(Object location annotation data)
════
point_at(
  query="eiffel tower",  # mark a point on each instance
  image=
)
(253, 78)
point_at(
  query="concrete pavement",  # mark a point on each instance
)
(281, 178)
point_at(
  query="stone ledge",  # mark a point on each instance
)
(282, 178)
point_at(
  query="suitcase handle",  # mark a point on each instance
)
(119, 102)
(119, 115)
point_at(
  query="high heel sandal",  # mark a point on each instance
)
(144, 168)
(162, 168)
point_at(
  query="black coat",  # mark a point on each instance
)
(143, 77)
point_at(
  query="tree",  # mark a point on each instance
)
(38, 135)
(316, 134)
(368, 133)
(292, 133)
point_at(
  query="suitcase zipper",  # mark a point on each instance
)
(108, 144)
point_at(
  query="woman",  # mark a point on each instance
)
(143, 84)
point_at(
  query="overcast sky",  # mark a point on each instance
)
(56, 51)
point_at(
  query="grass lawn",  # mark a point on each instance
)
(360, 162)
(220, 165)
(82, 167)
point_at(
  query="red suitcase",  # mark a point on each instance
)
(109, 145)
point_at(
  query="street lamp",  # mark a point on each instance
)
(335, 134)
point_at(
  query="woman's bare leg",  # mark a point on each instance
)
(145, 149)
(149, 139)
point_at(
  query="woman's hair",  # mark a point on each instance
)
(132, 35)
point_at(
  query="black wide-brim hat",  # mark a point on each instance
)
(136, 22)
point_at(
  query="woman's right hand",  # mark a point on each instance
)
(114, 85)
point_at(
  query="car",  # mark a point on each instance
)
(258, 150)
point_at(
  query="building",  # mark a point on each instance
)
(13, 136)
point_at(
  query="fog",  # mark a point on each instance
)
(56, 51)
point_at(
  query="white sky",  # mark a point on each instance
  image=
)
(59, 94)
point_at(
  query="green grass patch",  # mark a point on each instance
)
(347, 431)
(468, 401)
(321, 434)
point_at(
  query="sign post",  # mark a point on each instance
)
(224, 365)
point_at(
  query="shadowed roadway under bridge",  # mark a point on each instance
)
════
The exercise
Repeat the entries shown above, every one, word for word.

Complete response
point_at(
  query="eiffel tower",  # mark a point on each instance
  image=
)
(253, 78)
point_at(
  query="concrete pavement",  # mark a point on each instance
)
(281, 178)
point_at(
  query="stone ledge",  # mark a point on each instance
)
(282, 178)
point_at(
  query="suitcase handle",  # mark a point on each instance
)
(119, 102)
(119, 115)
point_at(
  query="high heel sandal",  # mark a point on each instance
)
(144, 168)
(162, 168)
point_at(
  query="black coat",  # mark a point on each instance
)
(143, 77)
point_at(
  query="tree",  # mark a point on each instance
)
(38, 135)
(316, 134)
(368, 133)
(292, 133)
point_at(
  query="suitcase zipper",  # mark a point on each instance
)
(108, 144)
point_at(
  query="woman",  # mark a point on each instance
)
(143, 84)
point_at(
  query="overcast sky",  # mark a point on each instance
)
(56, 51)
point_at(
  query="grass lawn",  # mark a point on each instance
)
(360, 162)
(220, 165)
(82, 167)
point_at(
  query="red suitcase",  # mark a point on each instance
)
(109, 145)
point_at(
  query="street lamp",  # mark a point on each instance
)
(335, 134)
point_at(
  query="woman's bare leg",  # mark a point on each instance
)
(145, 149)
(149, 139)
point_at(
  query="woman's hair",  # mark a point on each instance
)
(132, 35)
point_at(
  query="black wide-brim hat",  # mark a point on each instance
)
(136, 22)
point_at(
  query="woman's right hand",  # mark a point on each instance
)
(114, 85)
point_at(
  query="car",  # mark a point on each instance
)
(258, 150)
point_at(
  query="building",  # mark a point on each instance
)
(13, 136)
point_at(
  query="fog",  # mark a point on each instance
)
(56, 51)
point_at(
  query="white sky",  # mark a point on each instance
  image=
)
(59, 94)
point_at(
  query="green grass patch",  # mark a point on each instance
)
(347, 431)
(468, 401)
(321, 434)
point_at(
  query="sign post",  # mark a point on each instance
)
(224, 365)
point_at(
  query="shadowed roadway under bridge",  # mark a point on each instance
)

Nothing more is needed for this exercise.